__The data__:
^^^^^^^^
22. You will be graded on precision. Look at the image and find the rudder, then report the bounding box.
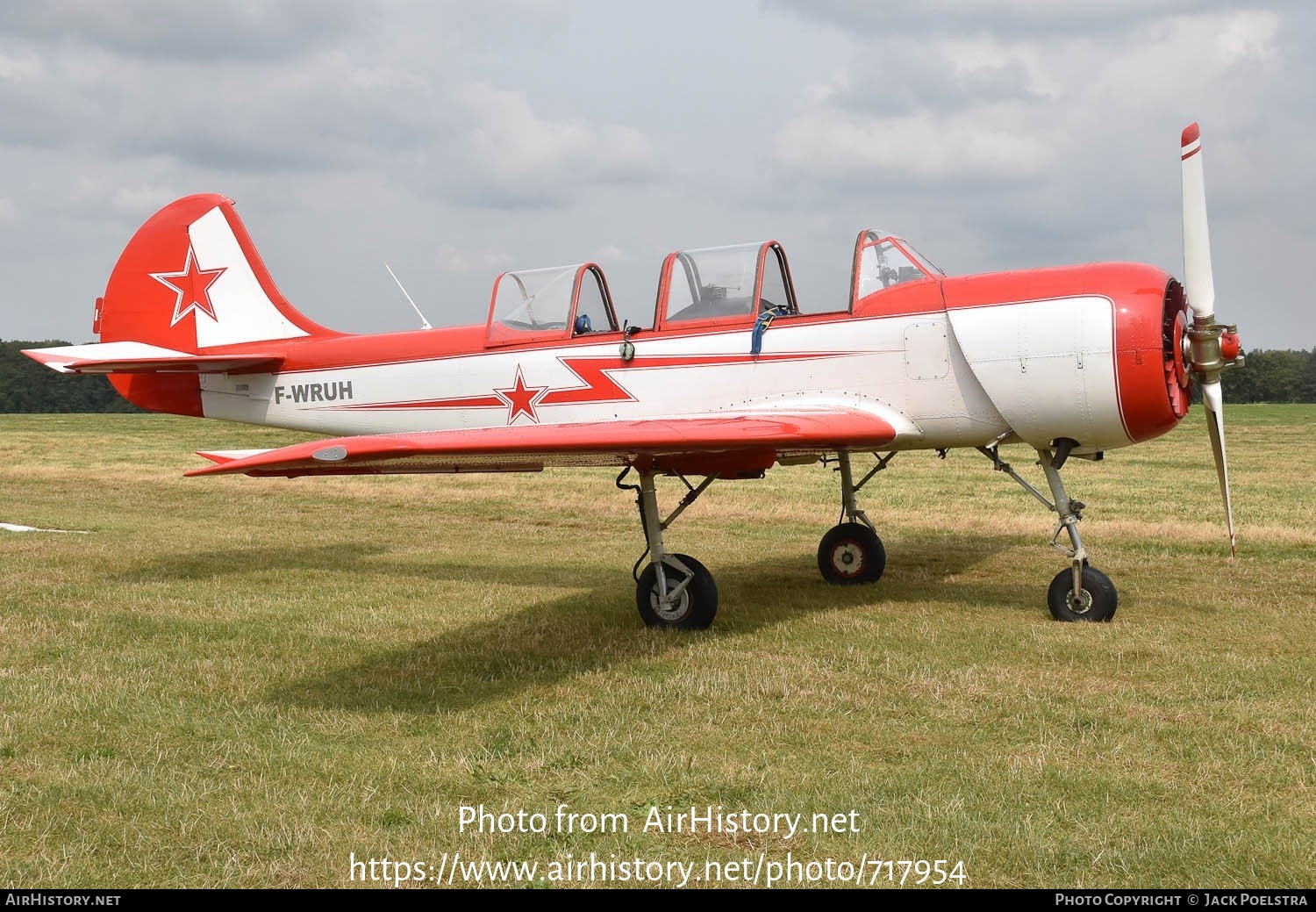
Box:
[92,193,340,414]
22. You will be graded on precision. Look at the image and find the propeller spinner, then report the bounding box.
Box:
[1181,124,1242,554]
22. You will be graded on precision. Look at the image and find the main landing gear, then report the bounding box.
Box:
[819,453,895,585]
[616,469,718,630]
[978,440,1120,621]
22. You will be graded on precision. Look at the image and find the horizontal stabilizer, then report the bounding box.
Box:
[197,450,274,466]
[187,408,903,478]
[24,342,283,374]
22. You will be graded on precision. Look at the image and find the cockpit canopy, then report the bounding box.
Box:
[654,241,799,329]
[489,263,618,345]
[850,227,945,313]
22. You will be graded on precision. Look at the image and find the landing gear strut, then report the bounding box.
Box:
[616,469,718,630]
[978,440,1120,621]
[819,453,895,585]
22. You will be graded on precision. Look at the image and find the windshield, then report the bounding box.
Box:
[855,230,944,300]
[494,264,581,329]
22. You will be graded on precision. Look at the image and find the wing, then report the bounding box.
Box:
[187,408,918,478]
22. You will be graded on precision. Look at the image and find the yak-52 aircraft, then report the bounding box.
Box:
[26,124,1241,628]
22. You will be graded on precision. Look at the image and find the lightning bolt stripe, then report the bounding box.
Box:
[316,351,858,412]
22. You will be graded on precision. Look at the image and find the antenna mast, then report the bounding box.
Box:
[384,262,433,329]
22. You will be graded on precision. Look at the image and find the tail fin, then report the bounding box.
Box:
[94,193,337,353]
[55,193,340,416]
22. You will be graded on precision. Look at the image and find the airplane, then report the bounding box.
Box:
[26,124,1242,629]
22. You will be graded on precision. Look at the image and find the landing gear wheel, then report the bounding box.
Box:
[636,554,718,630]
[819,522,887,585]
[1047,566,1120,621]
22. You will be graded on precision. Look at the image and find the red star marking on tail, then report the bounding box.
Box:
[150,245,228,327]
[494,364,549,424]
^^^^^^^^
__Goal__: Tally how many lines of the listing above include the word "landing". Reply with the number alone.

__Output of the exercise__: 3